=== AIM OF THE EXERCISE ===
Swap each "rock surface" in the lines below for "stone face" and leave everything else unchanged.
**** DATA PROVIDED ****
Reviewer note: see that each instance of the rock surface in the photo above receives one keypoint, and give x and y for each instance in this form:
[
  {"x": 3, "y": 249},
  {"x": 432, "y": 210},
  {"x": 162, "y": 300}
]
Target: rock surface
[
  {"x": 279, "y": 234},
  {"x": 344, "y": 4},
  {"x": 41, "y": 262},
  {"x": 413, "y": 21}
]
****
=== THE RESULT ===
Reviewer note: see that each instance of the stone face in the photo above receives one keypoint, and give x and y for each instance in this form:
[
  {"x": 3, "y": 249},
  {"x": 432, "y": 210},
  {"x": 162, "y": 300}
]
Target: stone face
[
  {"x": 279, "y": 234},
  {"x": 344, "y": 4},
  {"x": 41, "y": 262},
  {"x": 413, "y": 21}
]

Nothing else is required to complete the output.